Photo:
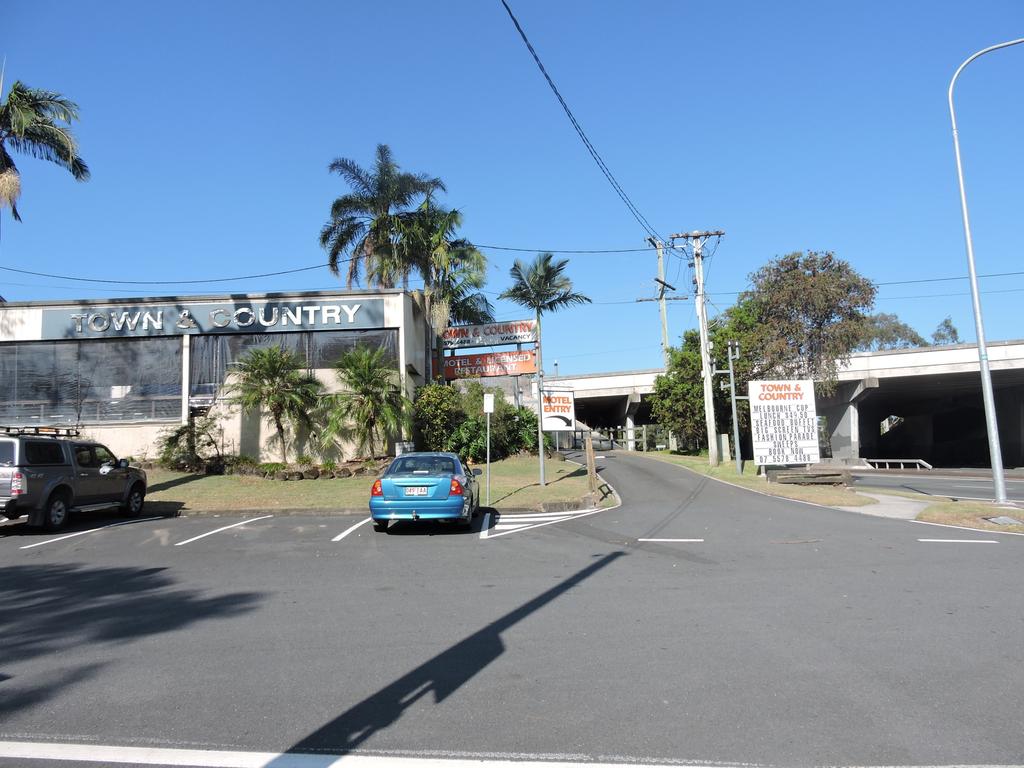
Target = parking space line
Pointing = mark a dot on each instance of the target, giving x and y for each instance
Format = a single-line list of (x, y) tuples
[(225, 527), (350, 528), (90, 530), (958, 541), (684, 541)]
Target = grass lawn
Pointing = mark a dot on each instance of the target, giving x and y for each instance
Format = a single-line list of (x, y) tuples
[(972, 515), (513, 485), (829, 496)]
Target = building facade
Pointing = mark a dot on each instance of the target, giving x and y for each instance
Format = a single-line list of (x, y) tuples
[(125, 370)]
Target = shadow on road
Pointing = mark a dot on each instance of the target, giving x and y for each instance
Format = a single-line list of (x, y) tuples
[(51, 610), (440, 676), (172, 483)]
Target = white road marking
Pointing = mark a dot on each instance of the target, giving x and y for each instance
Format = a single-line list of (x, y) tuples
[(965, 527), (229, 759), (217, 530), (349, 529), (960, 541), (90, 530), (691, 541)]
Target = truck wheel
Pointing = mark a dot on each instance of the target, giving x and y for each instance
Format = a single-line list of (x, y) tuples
[(57, 508), (132, 506)]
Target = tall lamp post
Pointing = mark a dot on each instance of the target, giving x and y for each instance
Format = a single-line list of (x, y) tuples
[(986, 377)]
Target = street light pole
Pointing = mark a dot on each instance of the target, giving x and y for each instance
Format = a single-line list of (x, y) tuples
[(994, 450)]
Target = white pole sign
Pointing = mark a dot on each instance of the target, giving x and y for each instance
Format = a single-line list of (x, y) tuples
[(783, 422), (488, 409), (559, 411)]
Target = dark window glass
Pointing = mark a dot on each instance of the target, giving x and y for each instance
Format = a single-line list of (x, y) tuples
[(94, 380), (103, 456), (43, 452), (211, 356), (422, 465), (83, 457)]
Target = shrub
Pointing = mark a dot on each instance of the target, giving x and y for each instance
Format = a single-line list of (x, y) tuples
[(192, 446), (437, 413)]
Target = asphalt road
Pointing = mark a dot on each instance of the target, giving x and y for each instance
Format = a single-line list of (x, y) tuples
[(696, 623), (954, 485)]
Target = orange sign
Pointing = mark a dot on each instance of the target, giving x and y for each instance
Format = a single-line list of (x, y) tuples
[(491, 364)]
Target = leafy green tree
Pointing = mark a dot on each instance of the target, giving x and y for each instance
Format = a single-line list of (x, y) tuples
[(274, 380), (677, 401), (371, 406), (368, 222), (454, 270), (452, 419), (803, 315), (436, 414), (543, 287), (36, 123), (884, 331), (946, 333)]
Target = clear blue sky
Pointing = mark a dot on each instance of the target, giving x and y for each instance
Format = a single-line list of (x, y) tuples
[(792, 125)]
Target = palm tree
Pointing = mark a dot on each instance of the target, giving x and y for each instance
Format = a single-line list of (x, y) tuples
[(275, 380), (542, 287), (454, 270), (370, 408), (36, 123), (367, 221)]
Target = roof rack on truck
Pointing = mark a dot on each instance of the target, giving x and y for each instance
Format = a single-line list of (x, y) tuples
[(42, 431)]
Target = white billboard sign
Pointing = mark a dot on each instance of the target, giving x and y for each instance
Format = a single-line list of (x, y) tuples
[(559, 411), (491, 334), (783, 422)]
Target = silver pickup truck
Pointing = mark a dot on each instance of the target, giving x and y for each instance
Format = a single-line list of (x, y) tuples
[(48, 473)]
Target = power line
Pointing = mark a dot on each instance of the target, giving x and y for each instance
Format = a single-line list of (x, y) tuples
[(563, 250), (166, 282), (289, 271), (583, 136)]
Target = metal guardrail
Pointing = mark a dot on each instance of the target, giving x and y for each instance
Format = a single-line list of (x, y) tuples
[(41, 431), (903, 463)]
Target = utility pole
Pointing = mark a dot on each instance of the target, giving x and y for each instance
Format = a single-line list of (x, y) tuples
[(698, 239), (659, 246)]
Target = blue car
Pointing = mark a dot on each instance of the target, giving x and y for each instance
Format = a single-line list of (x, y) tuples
[(425, 486)]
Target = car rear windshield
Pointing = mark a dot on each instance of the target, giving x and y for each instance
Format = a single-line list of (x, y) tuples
[(43, 452), (423, 465)]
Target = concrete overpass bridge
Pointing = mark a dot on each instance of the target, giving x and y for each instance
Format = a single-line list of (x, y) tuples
[(907, 403)]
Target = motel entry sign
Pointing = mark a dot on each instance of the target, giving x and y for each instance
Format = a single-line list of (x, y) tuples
[(559, 411), (783, 422)]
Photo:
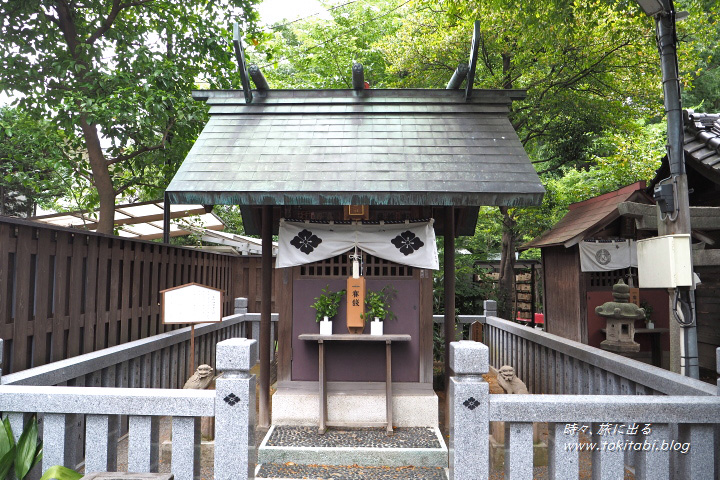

● ● ● ● ● ● ●

Your goal
Reproduce all of the material above with every "mark a dot" swapped for "place a point" and nothing else altered. Omit the pictures.

Final result
Photo:
Target = parking space line
Pointing = place a point on each instance of the target, giving x and y for each instance
Format = a single-line list of (x, y) tuples
[(225, 527), (350, 528), (90, 530), (958, 541), (684, 541)]
Target = grass lawn
Pointing = place a point on each instance of the target, giving x and y for each instance
Format = a single-line list of (x, y) tuples
[(972, 515), (513, 485), (829, 496)]
Target = building facade
Pointing = place a point on each instance of the target, giving x and y for each instance
Format = a single-line list of (x, y) tuples
[(125, 370)]
Target = shadow on road
Pointing = place a point on each instance of the target, giving x and y for each instance
Format = a single-line list of (x, y) tuples
[(51, 610), (440, 676), (172, 483)]
Target = white road marking
Pointing = place a point on each instance of the target, giving x and y for each instance
Format = a single-line list of (x, y) tuples
[(965, 527), (229, 759), (217, 530), (349, 529), (960, 541), (90, 530), (691, 541)]
Target = truck wheel
Pointing = place a point on each instance of the target, giving x and y for each instance
Format = a single-line list of (x, y) tuples
[(57, 508), (132, 506)]
Target = tall lamp post
Pointing = place a point on each instance of the target, giving x and y for each instance
Format = a single-line list of (x, y) tuples
[(986, 377)]
Target = street light pole
Pointing = place a point on each instance of the target, giving x and y for each instance
Format = a single-line list of (x, y) tuples
[(994, 450)]
Target = white pole sign
Pointing = place a point on each instance of the target, giving x and y for each instance
Format = a single-line list of (x, y) tuples
[(783, 422), (488, 409), (559, 411)]
Target = dark window glass
Pointing = place a point on each instance of the target, giving x and y for each instance
Format = a single-line list of (x, y) tuples
[(94, 380), (103, 456), (43, 452), (211, 356), (422, 465), (83, 457)]
Target = shrub
Pointing = place a point on each instance of the target, giving x and y for each instance
Format = a single-line list of (x, y) tuples
[(192, 446), (437, 413)]
Target = asphalt road
Pointing = place a point on each instance of the target, giving x and y for each instance
Format = a single-line list of (x, y) tuples
[(696, 623), (954, 485)]
Target = orange sign
Pointing = place a point on each instance of the target, giving x and y for each instance
Format = a single-line list of (x, y) tuples
[(491, 364)]
Target = leafy green tree
Pointing = place a point on each instance of the target, giving x and y for each instance
Format = a single-line list of (x, y) tuples
[(274, 380), (677, 401), (371, 406), (368, 222), (454, 270), (452, 419), (803, 315), (436, 414), (543, 287), (36, 123), (884, 331), (946, 333)]
Target = clear blue sky
Pointing = place a point on each instance of the target, giving x and y for each instance
Format = a single-line list of (x, y) tuples
[(792, 125)]
Target = palm tree
Pointing = place a point on each instance of the target, giving x and y for each instance
Format = a single-line list of (x, y) tuples
[(275, 380), (542, 287), (454, 270), (370, 408), (36, 123), (367, 221)]
Target = roof rack on truck
Pointing = place a point on each instance of the target, giving x and y for each instance
Format = a single-line list of (x, y) tuples
[(42, 431)]
Target = white billboard sign
Pointing = place a point on each instance of the target, giving x and y for each instance
Format = a single-line list of (x, y) tuples
[(559, 411), (491, 334), (783, 422)]
Target = silver pickup truck
Pointing = place a point on each instance of the target, giving x and y for each instance
Format = a single-line list of (x, y) tuples
[(48, 473)]
Target = power line
Pointing = place a point on each instance of the target, giving x and y for each instance
Format = a single-line list of (x, y) tuples
[(563, 250), (166, 282), (289, 271), (583, 136)]
Target = metal guardrail
Pointing = place a point on each instance of the target, giving x and y for each instance
Format = a single-line list of (x, y) tuples
[(41, 431), (903, 463)]
Target = utility pole
Pointing = place a point on each instance of the target, giving x and y for each instance
Format = a single-line list of (x, y) tuples
[(698, 239), (659, 246)]
Target = blue car
Pointing = place a point on each instance of the target, giving x and y for each instance
Format = a single-line list of (x, y) tuples
[(425, 486)]
Target = car rear windshield
Pointing = place a point on each instance of the target, giving x and y for each instance
Format = a single-line list of (x, y) tuples
[(43, 452), (423, 465)]
Target = concrete overpass bridge
Pointing = place a point on each instance of the target, giving x and y for each instance
Format = a single-line list of (x, y) tuples
[(907, 403)]
Target = motel entry sign
Pointing = place a point on each instance of the target, giving x and y for each instance
Format = a single-line list of (x, y) tuples
[(559, 411), (783, 422)]
Photo:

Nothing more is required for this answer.